Your task:
Gather each line of the records where "slat" appears.

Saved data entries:
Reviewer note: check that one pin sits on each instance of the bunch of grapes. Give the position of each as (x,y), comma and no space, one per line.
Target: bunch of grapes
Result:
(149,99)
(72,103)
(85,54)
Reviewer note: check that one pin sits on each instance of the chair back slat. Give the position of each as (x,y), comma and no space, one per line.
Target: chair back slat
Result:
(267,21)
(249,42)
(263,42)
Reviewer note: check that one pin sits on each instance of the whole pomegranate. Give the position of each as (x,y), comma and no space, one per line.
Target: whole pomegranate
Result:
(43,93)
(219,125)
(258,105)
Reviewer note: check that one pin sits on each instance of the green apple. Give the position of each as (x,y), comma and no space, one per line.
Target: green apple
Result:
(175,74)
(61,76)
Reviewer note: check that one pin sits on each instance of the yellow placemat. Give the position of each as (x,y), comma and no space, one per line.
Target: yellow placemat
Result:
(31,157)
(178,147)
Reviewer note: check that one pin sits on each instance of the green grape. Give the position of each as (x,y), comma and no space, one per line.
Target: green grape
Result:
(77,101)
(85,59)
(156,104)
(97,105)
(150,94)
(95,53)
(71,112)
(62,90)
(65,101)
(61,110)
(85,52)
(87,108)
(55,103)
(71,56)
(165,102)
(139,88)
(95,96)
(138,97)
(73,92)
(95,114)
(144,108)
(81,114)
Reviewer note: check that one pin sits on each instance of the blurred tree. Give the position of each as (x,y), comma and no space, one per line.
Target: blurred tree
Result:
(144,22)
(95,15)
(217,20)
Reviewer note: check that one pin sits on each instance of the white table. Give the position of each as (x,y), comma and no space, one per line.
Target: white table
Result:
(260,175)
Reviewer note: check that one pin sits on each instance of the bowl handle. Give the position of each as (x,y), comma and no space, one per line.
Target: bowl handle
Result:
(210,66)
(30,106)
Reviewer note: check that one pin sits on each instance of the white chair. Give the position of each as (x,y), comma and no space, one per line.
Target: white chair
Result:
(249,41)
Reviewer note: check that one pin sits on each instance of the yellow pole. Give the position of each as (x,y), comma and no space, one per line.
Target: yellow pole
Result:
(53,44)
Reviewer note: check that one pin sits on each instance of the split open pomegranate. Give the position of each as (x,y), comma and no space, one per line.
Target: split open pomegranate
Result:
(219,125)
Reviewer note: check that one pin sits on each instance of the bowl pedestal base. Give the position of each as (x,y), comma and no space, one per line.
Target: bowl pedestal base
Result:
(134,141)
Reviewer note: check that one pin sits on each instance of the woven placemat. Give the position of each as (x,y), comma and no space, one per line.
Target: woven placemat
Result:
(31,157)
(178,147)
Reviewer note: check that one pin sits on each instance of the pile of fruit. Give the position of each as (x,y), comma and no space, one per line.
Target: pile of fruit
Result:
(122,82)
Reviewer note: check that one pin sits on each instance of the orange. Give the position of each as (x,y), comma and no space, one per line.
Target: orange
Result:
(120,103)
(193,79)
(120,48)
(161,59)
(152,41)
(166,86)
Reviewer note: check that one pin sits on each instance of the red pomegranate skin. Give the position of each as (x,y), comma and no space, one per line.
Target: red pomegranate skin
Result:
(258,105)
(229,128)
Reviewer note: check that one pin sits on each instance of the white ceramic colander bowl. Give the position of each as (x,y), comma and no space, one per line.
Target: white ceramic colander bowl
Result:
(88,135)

Answer space:
Reviewer note: check that one pin sits on each instance of the chair back slat. Give the position of each as (x,y), comma and no space, one per line.
Target: chair back slat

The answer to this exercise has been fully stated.